# SELECTED PASSAGE:
No matter your age or interest, the City of the Crosses has a book club for you.

The City of Las Cruces Museums are a great place to start for the interested and engaged reader. Branigan Cultural Center, the Las Cruces Railroad Museum and the Las Cruces Museum of Art offer regular monthly book clubs.

At 2:30 p.m. every second Wednesday of the month, the Las Cruces Museum of Art holds the Reading Art Book Club. Dedicated to exploring the connections between art and literature through reading and discussing art-centric books, the Reading Art Book Club selects, whenever possible, literary works that in some way relate to, echo or enhance the Museum of Art’s varied monthly exhibitions. For more information on the Reading Art Book Club — or about upcoming selections — contact Exhibitions Curator Joy Miller at 541-2221.

Each month at Branigan Cultural Center, just across the patio from the Museum of Art, the Cultural Connections book club joins to read and discuss works dealing with the myriad cultures and histories of the Southwest. The Cultural Connections book club meets from 2 to 4 p.m. the third Wednesday of the month. For more information, call 541-2219.

On the western edge of Downtown Las Cruces, the Las Cruces Railroad Museum, 351 N. Mesilla St., hosts Rail Readers Book Club from 11 a.m. to noon the third Wednesday of the month – giving you plenty of time to make the Cultural Connections book club at BCC. Each month, the Rail Readers read and discuss a different train-related novel each month. The club is free and open to the public, and new readers are always welcome. For more information, contact Joanne Beer at 647-4480.

For younger readers – especially those wanting to hear a story told, rather than read – Las Cruces has plenty to offer.

The city’s longest-standing reading group, the Storytellers of Las Cruces, hold a weekly storytime at 10:30 a.m. at both COAS books locations – the Downtown location at 317 N. Main St., and the newer University Park location at 1101 S. Solano Drive.

The Storytellers began nearly 80 years ago, founded in 1927 by Jennie George Curry “to pass along the enjoyment, cultural heritage and moral teachings of storytelling,” said current storyteller Douglas Jackson.

# PROBLEM SET:
**1.** From the article on Las Cruces book clubs, extract the passage from "The Storytellers began" to "storyteller Douglas Jackson.".
**2.** Answer these questions about the article on Las Cruces book clubs:
(a) When does the Reading Art Book Club meet?
(b) What is the street address of the Las Cruces Railroad Museum?
(c) In what year were the Storytellers of Las Cruces founded, and by whom?
**3.** Where the article on Las Cruces book clubs stops, how would you carry it on?
The rows have no connection to the article on Las Cruces book clubs.

# SUPPLIED DATA:

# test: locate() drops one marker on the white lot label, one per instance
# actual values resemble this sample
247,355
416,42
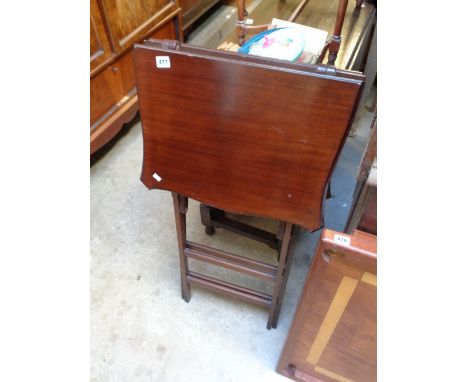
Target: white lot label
157,177
163,62
341,239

# ANSWERS TO THE PROBLEMS:
**1.**
The Storytellers began nearly 80 years ago, founded in 1927 by Jennie George Curry “to pass along the enjoyment, cultural heritage and moral teachings of storytelling,” said current storyteller Douglas Jackson.

**2.**
(a) At 2:30 p.m. every second Wednesday of the month.
(b) 351 N. Mesilla St.
(c) In 1927, by Jennie George Curry.

**3.**
The Storytellers’ “service through storytelling” is carried out each week by one, sometimes two, of the storytellers at each COAS location, among them Pat Gill, Louise O’Donnell and Sharlene Wittern, veteran members who have been involved for many decades, dating back even to the Curry years.

Storytellers of Las Cruces began its weekly storytime program a decade ago at COAS, which Jackson calls the Downtown institution and its sister store “home – a regular meeting place where lovers of stories of all ages can find us. A book store is the ideal location for these meetings.”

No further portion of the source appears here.